### EL PROBLEMA
Expresa los datos como una tabla en Markdown con dos columnas, «Número» y «Línea», con una fila por cada línea y sin las líneas en blanco.

### DATOS DEL EJERCICIO
_ _ _
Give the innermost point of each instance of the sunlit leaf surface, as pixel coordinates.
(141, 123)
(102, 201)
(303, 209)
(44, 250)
_ _ _
### SOLUCIÓN
| Número | Línea |
|---|---|
| 1 | Give the innermost point of each instance of the sunlit leaf surface, as pixel coordinates. |
| 2 | (141, 123) |
| 3 | (102, 201) |
| 4 | (303, 209) |
| 5 | (44, 250) |